[Assigned task 1] From the commentary on consumer spending, reproduce the passage starting with "Why weren't Americans" and going on through "the American people.".
[Assigned task 2] In one to three sentences, explain why, according to the commentary on consumer spending, Americans were not thriftier during the last twenty years.

[Document segment]
Because it was on every channel, I caught a little of President Obama's press conference the other day. Unfortunately, I caught the part where Chuck Todd, apparently an economic illiterate, asked the president why he wanted to stimulate consumer spending when consumer spending got us into our economic fix in the first place. The president acknowledged that Americans' savings rate had been low but pointed out that the present crisis was not one in which we could be overly concerned about the savings rate. In my view, Todd's perspective would be analogous to denying a patient a transfusion because he had been careless with his blood in the past.
Demand fuels the economy. The stimulus is designed, in theory, to increase overall demand in the economy with government spending until indvidual consumer demand increases. Individuals are cutting back on spending because they are worried about their jobs, because their wealth in the form of real estate and other investments has diminished, or because they are jobless. The economy slows down, and thrift is imposed on us by our circumstances. The personal savings rate is way up, but this is not a good thing in the current context.
Why weren't Americans thriftier during the last twenty years? One reason, in my view, is that the income of workers did not keep up with inflation, so there was less left over after the bills were paid. Others who might have had more savings saw their wealth in the form of realty and stocks rise precipitously such that they did not feel the need to set as much aside. I don't really see the relatively low savings rate as some kind of moral failure on the part of the American people.

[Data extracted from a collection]
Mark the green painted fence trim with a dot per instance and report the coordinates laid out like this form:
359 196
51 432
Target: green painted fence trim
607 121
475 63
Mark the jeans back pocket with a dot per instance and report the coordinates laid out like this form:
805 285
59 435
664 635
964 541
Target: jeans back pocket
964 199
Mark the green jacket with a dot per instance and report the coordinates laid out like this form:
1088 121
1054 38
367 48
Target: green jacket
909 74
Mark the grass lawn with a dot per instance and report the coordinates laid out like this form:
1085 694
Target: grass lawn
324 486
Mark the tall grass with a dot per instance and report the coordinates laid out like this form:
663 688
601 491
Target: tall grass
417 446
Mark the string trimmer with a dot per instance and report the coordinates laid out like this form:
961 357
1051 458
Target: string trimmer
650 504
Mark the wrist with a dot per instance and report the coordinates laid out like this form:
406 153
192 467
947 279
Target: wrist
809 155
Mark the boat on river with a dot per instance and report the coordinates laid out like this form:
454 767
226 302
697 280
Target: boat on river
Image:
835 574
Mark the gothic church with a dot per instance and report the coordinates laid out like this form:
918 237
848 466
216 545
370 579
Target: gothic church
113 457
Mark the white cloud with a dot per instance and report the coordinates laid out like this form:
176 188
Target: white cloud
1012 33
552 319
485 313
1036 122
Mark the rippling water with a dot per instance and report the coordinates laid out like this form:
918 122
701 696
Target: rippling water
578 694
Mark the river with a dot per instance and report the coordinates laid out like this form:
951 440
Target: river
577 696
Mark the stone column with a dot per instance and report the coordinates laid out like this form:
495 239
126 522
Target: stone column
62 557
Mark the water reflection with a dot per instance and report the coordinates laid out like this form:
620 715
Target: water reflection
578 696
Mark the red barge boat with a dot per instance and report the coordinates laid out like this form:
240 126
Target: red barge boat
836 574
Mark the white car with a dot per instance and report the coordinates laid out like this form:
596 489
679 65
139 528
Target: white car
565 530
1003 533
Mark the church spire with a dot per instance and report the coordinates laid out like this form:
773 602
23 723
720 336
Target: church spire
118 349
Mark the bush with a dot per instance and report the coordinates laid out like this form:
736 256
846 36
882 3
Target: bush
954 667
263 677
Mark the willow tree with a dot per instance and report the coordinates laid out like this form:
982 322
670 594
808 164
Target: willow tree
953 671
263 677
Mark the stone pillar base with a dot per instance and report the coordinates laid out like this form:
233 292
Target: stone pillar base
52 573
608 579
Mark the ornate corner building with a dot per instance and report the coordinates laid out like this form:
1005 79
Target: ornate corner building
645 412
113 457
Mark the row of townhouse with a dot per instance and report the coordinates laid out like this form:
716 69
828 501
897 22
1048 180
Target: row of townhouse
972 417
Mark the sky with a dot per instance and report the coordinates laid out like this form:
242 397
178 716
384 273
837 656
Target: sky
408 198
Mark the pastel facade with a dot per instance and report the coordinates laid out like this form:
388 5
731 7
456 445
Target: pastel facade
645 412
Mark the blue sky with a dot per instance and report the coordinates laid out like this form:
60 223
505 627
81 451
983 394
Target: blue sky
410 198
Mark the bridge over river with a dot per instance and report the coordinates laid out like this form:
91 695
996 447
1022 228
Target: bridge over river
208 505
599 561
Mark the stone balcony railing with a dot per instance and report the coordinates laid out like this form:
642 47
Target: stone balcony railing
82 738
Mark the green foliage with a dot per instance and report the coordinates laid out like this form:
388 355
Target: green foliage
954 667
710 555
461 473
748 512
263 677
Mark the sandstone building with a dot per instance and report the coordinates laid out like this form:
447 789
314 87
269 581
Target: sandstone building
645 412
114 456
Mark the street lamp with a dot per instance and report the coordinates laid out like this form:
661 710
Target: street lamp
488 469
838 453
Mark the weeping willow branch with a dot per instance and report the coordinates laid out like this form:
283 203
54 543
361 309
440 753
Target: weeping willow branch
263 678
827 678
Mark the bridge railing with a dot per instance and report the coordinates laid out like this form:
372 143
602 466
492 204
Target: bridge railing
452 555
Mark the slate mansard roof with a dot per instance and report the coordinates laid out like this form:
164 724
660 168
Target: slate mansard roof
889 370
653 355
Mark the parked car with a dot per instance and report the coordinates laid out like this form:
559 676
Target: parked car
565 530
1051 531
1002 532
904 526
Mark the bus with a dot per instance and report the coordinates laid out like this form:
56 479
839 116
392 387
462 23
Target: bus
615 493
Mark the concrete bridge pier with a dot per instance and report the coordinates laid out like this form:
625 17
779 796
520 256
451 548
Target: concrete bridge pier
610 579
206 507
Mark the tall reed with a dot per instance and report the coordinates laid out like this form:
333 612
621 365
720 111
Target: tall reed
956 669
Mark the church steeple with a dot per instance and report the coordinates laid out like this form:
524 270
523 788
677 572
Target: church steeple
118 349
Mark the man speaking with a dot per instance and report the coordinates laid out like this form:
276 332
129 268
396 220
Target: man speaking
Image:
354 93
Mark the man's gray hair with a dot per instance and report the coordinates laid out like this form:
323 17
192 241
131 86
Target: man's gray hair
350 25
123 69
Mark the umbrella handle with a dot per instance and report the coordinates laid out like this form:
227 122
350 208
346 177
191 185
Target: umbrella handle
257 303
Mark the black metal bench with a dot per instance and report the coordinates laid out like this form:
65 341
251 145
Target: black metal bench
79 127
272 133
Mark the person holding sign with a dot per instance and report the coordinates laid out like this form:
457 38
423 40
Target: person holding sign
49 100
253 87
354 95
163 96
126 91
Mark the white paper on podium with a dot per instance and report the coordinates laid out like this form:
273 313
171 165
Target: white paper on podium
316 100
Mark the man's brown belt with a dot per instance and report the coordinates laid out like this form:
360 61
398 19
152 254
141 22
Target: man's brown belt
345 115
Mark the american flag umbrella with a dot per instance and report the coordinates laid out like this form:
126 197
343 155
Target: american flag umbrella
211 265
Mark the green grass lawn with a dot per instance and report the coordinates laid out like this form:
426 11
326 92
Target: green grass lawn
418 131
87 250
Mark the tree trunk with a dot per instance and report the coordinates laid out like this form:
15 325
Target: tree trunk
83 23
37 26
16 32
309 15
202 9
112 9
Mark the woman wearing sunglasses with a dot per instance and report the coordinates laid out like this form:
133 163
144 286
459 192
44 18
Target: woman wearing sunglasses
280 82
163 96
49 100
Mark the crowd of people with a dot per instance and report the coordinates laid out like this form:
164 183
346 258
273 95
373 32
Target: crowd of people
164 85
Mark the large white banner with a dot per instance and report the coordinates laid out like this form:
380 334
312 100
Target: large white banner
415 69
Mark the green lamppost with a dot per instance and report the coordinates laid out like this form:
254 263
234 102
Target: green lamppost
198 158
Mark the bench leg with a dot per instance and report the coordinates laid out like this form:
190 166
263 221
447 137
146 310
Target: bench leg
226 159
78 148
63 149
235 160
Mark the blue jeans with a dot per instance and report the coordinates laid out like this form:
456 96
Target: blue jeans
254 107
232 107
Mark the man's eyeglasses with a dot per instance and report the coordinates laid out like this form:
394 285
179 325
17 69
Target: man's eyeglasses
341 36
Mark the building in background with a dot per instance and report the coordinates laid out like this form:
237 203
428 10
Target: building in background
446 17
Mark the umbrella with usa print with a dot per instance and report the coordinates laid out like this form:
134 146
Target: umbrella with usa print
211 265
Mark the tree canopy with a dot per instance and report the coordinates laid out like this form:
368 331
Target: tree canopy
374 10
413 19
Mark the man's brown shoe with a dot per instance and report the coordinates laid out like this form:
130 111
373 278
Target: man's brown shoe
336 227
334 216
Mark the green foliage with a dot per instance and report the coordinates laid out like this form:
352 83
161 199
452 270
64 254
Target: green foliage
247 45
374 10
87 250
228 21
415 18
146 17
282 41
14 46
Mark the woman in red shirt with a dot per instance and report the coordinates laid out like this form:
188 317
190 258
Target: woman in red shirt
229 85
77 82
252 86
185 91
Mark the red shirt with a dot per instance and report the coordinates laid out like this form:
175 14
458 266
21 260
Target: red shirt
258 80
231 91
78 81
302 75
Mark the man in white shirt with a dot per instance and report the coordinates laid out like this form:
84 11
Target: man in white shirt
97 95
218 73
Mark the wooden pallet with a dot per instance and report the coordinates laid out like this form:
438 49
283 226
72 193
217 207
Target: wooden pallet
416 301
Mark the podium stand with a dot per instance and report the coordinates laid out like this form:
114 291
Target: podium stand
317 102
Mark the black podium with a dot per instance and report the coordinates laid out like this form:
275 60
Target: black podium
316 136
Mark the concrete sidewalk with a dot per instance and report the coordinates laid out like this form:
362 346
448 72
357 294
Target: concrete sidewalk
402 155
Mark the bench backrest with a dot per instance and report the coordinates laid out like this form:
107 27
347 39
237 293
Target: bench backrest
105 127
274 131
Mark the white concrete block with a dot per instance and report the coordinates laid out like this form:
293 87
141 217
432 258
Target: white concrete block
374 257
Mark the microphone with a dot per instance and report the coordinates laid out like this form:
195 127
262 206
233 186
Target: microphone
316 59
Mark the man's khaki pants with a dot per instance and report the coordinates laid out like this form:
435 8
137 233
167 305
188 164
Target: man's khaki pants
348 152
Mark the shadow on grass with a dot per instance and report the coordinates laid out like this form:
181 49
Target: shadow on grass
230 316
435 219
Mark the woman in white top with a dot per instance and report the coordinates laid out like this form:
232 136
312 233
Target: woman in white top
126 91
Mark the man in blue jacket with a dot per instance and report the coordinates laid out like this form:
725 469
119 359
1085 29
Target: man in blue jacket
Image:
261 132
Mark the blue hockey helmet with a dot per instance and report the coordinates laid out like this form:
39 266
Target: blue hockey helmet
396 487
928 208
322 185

[Answer section 1]
Why weren't Americans thriftier during the last twenty years? One reason, in my view, is that the income of workers did not keep up with inflation, so there was less left over after the bills were paid. Others who might have had more savings saw their wealth in the form of realty and stocks rise precipitously such that they did not feel the need to set as much aside. I don't really see the relatively low savings rate as some kind of moral failure on the part of the American people.

[Answer section 2] Workers' income did not keep up with inflation, so less money was left over after the bills were paid. Others who might have saved more saw their real estate and stock wealth rise sharply, so they did not feel the need to set as much aside.